((

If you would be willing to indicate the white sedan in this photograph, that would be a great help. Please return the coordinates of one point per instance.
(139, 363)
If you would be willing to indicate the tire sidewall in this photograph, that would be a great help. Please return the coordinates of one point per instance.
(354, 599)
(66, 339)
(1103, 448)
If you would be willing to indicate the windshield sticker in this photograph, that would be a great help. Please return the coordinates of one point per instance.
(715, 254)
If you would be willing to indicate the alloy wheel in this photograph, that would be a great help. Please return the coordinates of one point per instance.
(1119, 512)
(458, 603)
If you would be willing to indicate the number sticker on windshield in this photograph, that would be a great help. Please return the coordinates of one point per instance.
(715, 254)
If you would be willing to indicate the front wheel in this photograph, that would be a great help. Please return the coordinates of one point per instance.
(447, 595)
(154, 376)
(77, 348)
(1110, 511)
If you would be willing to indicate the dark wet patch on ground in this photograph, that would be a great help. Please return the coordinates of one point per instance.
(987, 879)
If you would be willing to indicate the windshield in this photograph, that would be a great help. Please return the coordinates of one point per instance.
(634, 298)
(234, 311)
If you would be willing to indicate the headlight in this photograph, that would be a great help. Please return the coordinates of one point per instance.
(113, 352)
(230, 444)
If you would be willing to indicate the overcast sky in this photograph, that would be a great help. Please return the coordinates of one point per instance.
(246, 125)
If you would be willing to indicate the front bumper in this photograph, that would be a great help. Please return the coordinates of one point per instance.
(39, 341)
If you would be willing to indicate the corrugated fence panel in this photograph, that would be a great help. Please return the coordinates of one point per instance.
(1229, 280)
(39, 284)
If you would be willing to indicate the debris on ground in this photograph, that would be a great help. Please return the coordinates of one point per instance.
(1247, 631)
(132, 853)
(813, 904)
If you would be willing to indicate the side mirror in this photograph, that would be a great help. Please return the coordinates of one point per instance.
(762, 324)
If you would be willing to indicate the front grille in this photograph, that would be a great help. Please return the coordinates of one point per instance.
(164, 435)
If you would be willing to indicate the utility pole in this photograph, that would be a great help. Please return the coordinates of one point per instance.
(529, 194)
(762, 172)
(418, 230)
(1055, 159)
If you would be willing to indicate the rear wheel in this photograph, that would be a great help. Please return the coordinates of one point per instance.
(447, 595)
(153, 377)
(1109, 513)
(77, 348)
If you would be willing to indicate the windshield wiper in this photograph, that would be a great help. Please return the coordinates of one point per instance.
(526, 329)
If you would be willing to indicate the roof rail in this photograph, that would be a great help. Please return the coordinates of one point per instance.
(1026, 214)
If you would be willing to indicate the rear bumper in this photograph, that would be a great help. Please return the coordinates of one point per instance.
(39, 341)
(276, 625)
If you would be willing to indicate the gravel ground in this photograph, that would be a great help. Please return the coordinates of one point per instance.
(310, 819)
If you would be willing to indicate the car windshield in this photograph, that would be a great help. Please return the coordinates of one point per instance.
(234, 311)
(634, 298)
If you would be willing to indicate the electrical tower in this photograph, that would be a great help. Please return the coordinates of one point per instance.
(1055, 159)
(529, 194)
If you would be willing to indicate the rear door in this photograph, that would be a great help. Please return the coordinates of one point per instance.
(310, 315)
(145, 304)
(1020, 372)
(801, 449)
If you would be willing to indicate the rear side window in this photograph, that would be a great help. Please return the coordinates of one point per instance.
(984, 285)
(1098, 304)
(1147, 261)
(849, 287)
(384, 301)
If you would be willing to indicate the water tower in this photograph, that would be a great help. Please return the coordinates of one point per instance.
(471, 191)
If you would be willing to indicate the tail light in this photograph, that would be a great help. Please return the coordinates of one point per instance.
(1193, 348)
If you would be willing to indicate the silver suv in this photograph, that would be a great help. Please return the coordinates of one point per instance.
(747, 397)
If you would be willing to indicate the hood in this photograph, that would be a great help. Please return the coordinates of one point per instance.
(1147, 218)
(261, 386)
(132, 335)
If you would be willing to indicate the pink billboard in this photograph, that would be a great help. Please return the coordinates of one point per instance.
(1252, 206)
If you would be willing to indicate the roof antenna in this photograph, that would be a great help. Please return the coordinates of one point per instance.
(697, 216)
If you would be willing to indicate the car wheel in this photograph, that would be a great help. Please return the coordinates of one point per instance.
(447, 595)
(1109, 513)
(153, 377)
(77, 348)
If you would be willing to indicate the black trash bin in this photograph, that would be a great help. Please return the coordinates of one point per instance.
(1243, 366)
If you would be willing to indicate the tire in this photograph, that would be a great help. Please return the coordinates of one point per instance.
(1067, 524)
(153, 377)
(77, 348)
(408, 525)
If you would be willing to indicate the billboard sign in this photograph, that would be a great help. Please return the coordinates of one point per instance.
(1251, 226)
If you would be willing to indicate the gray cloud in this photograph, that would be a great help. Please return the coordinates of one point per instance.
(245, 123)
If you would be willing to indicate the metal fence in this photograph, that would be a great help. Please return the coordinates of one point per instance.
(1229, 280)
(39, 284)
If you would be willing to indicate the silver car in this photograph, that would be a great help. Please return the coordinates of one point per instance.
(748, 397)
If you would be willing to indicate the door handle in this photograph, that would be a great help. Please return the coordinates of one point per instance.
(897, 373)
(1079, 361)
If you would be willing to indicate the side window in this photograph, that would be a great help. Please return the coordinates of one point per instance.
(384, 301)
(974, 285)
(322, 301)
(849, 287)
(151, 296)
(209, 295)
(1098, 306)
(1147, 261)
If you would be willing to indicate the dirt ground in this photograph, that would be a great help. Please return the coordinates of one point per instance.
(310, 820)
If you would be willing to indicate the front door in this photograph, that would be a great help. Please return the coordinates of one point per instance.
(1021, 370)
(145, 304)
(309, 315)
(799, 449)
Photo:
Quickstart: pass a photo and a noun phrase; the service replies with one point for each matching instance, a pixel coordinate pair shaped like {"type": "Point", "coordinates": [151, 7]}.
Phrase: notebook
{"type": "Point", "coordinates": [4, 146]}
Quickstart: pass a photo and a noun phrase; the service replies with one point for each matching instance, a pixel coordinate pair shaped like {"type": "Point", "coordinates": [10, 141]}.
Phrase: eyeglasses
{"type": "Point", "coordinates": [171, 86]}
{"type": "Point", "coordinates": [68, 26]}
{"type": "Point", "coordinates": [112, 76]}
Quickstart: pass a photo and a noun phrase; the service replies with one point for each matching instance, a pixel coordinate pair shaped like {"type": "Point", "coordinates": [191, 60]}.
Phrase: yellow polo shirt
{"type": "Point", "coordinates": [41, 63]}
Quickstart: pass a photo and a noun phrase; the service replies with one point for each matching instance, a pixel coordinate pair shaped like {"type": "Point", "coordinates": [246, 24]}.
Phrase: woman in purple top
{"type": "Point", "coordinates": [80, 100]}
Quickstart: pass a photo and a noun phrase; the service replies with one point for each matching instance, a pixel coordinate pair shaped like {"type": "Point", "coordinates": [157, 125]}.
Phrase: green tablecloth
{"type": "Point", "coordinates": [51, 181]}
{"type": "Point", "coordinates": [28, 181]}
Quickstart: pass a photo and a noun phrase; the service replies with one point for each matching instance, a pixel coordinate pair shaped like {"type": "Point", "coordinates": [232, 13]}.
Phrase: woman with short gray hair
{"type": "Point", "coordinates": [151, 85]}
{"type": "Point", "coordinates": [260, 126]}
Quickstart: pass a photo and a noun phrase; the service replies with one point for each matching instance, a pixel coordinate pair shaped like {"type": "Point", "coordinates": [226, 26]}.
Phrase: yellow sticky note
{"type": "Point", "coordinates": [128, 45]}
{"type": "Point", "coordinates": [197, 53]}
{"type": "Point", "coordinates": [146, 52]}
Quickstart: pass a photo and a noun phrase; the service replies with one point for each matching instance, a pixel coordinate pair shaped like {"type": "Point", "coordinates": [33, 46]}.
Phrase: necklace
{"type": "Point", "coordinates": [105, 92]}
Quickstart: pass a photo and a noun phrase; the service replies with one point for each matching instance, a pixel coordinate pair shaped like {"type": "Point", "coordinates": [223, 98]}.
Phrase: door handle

))

*What you are asked to do:* How many lines of the records above contain the word "handle"? Reply with the number only.

*Exercise output:* 2